Quoted passage:
-- Opening Marker --

SKEDSOFT

Data Mining & Data Warehousing

Critical Layers: Even with the tilted time frame model, it can still be too costly to dynamically compute and store a materialized cube. Such a cube may have quite a few dimensions, each containing multiple levels with many distinct values. Because stream data analysis has only limited memory space but requires fast response time, we need additional strategies that work in conjunction with the tilted time frame model. One approach is to compute and store only some mission-critical cuboids of the full data cube.

In many applications, it is beneficial to dynamically and incrementally compute and store two critical cuboids (or layers), which are determined based on their conceptual and computational importance in stream data analysis. The first layer, called the minimal interest layer, is the minimally interesting layer that an analyst would like to study. It is necessary to have such a layer because it is often neither cost effective nor interesting in practice to examine the minute details of stream data. The second layer, called the observation layer, is the layer at which an analyst (or an automated system) would like to continuously study the data. This can involve making decisions regarding the signaling of exceptions, or drilling down along certain paths to lower layers to find cells indicating data exceptions.

-- Closing Marker --

Dataset records:

-- Opening Marker --

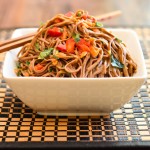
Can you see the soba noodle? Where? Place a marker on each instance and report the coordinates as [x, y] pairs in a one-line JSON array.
[[75, 45]]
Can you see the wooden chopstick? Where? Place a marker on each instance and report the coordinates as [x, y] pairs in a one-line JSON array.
[[20, 41], [109, 15], [15, 42]]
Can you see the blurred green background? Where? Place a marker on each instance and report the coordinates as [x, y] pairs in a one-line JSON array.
[[29, 13]]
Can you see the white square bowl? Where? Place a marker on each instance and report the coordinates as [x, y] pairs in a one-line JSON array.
[[77, 96]]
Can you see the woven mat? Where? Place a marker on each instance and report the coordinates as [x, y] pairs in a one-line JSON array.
[[129, 123]]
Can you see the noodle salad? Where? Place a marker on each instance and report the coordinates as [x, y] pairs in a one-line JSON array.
[[74, 45]]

-- Closing Marker --

Brief:
Write what comes next in the passage on critical layers in stream data cubes, starting right after its last sentence.

Written reply:
Partial Materialization of a Stream Cube: “What if a user needs a layer that would be between the two critical layers?” Materializing a cube at only two critical layers leaves much room for how to compute the cuboids in between. These cuboids can be pre-computed fully, partially, or not at all (i.e., leave everything to be computed on the fly). An interesting method is popular path cubing, which rolls up the cuboids from the minimal interest layer to the observation layer by following one popular drilling path, materializes only the layers along the path, and leaves other layers to be computed only when needed. This method achieves a reasonable trade-off between space, computation time, and flexibility, and has quick incremental aggregation time, quick drilling time, and small space requirements.

To facilitate efficient computation and storage of the popular path of the stream cube, a compact data structure needs to be introduced so that the space taken in the computation of aggregations is minimized. A hyperlinked tree structure called H-tree is revised and adopted here to ensure that a compact structure is maintained in memory for efficient computation of multidimensional and multilevel aggregations.

Each branch of the H-tree is organized in the same order as the specified popular path. The aggregate cells are stored in the non leaf nodes of the H-tree, forming the computed cuboids along the popular path. Aggregation for each corresponding slot in the tilted time frame is performed from the minimal interest layer all the way up to the observation layer by aggregating along the popular path. The step by- step aggregation is performed while inserting the new generalized tuples into the corresponding time slots.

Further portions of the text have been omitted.